* [INSTRUCTIONS FOR THE TASK] Which lines in the listing below contain the string "shrimp"? Pick them out and copy each one in full.

# Start of TASK INPUT

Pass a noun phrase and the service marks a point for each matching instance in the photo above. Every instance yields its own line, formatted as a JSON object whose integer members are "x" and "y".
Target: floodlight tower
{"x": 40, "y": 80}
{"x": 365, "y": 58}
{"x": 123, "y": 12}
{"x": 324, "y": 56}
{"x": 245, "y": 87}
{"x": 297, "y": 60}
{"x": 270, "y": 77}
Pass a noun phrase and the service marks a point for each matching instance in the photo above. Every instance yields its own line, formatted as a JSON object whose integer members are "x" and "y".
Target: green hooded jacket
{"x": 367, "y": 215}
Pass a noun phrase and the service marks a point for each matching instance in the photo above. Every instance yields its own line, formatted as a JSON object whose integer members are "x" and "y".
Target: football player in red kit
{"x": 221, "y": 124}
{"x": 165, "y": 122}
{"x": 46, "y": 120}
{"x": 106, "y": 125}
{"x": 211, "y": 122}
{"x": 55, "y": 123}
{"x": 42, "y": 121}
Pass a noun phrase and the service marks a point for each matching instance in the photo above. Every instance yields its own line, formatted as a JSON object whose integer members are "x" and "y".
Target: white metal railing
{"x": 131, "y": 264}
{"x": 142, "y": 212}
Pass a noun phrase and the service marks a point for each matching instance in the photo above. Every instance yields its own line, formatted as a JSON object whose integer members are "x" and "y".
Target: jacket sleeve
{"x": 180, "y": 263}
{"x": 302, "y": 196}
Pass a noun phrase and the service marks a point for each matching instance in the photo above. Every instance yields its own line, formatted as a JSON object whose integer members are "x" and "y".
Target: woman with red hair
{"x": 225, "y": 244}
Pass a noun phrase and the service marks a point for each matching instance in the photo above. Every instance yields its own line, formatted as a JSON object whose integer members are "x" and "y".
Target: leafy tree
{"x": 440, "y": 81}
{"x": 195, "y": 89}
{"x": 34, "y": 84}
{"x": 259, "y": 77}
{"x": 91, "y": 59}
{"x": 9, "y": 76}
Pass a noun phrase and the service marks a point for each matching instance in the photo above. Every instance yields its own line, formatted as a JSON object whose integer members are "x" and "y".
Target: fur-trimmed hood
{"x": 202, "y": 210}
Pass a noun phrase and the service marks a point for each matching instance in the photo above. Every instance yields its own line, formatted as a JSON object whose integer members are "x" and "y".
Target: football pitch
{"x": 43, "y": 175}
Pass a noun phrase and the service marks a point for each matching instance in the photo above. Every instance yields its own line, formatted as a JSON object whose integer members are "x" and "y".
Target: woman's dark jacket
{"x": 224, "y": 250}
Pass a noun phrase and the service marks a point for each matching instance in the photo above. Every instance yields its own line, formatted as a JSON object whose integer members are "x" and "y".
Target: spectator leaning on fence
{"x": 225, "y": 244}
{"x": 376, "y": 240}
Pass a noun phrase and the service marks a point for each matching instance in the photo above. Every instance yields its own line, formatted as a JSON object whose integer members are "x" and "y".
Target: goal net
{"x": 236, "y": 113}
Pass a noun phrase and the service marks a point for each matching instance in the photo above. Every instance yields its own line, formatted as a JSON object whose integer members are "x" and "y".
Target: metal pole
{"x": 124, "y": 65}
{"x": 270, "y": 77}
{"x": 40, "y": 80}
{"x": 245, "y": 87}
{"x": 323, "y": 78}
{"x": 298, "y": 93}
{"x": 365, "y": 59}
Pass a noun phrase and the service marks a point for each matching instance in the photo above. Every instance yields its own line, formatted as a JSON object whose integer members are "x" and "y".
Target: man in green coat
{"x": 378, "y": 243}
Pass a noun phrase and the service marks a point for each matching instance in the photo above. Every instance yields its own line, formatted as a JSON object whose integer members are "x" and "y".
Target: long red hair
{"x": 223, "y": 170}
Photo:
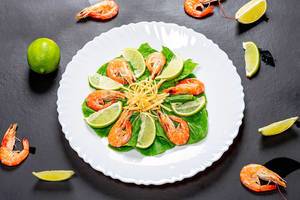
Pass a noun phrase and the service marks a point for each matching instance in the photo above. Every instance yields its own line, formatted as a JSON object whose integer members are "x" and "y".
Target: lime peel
{"x": 252, "y": 58}
{"x": 251, "y": 11}
{"x": 54, "y": 175}
{"x": 278, "y": 127}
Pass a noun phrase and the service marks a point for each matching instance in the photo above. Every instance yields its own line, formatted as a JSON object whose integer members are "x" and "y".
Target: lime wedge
{"x": 189, "y": 108}
{"x": 252, "y": 58}
{"x": 105, "y": 117}
{"x": 136, "y": 59}
{"x": 251, "y": 11}
{"x": 278, "y": 127}
{"x": 173, "y": 69}
{"x": 147, "y": 132}
{"x": 54, "y": 175}
{"x": 103, "y": 82}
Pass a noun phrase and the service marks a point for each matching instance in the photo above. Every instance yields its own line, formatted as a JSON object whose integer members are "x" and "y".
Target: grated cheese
{"x": 143, "y": 96}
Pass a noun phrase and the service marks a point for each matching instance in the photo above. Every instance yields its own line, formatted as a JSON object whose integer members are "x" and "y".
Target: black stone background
{"x": 30, "y": 100}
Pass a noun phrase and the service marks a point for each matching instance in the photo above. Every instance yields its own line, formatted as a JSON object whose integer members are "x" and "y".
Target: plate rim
{"x": 173, "y": 179}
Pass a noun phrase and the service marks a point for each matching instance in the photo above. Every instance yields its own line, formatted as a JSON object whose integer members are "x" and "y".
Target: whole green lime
{"x": 43, "y": 55}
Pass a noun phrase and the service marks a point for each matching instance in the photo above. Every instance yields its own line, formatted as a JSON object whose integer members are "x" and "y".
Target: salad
{"x": 147, "y": 100}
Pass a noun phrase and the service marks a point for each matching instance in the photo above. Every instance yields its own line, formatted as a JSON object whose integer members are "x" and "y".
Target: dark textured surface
{"x": 30, "y": 100}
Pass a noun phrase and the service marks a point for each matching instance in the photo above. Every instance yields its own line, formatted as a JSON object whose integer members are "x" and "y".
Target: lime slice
{"x": 147, "y": 132}
{"x": 278, "y": 127}
{"x": 54, "y": 175}
{"x": 136, "y": 59}
{"x": 105, "y": 117}
{"x": 189, "y": 108}
{"x": 252, "y": 58}
{"x": 103, "y": 82}
{"x": 173, "y": 69}
{"x": 251, "y": 11}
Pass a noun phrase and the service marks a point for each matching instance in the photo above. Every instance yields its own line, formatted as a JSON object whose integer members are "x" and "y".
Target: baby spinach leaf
{"x": 188, "y": 68}
{"x": 160, "y": 144}
{"x": 180, "y": 98}
{"x": 136, "y": 126}
{"x": 198, "y": 124}
{"x": 102, "y": 69}
{"x": 168, "y": 54}
{"x": 102, "y": 132}
{"x": 145, "y": 49}
{"x": 121, "y": 149}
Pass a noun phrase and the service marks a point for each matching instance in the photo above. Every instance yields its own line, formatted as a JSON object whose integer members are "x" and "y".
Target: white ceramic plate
{"x": 223, "y": 89}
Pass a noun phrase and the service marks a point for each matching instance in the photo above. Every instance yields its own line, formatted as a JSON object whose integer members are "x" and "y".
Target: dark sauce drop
{"x": 32, "y": 150}
{"x": 297, "y": 123}
{"x": 282, "y": 166}
{"x": 267, "y": 57}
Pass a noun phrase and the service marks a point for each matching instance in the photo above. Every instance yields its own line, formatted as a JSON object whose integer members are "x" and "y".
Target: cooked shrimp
{"x": 155, "y": 62}
{"x": 97, "y": 99}
{"x": 8, "y": 156}
{"x": 178, "y": 135}
{"x": 119, "y": 71}
{"x": 252, "y": 174}
{"x": 187, "y": 86}
{"x": 121, "y": 131}
{"x": 103, "y": 10}
{"x": 197, "y": 9}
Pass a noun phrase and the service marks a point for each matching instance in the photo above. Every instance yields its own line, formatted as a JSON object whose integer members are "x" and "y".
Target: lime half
{"x": 189, "y": 108}
{"x": 278, "y": 127}
{"x": 252, "y": 58}
{"x": 147, "y": 132}
{"x": 173, "y": 69}
{"x": 251, "y": 11}
{"x": 54, "y": 175}
{"x": 105, "y": 117}
{"x": 103, "y": 82}
{"x": 136, "y": 59}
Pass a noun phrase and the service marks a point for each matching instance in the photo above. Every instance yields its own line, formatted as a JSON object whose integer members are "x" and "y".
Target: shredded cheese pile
{"x": 143, "y": 96}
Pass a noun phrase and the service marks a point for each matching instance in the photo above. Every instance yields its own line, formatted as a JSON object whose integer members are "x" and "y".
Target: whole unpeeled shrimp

# End of TASK INPUT

* [FINAL RESULT]
Target: cooked shrimp
Target: whole unpeeled shrimp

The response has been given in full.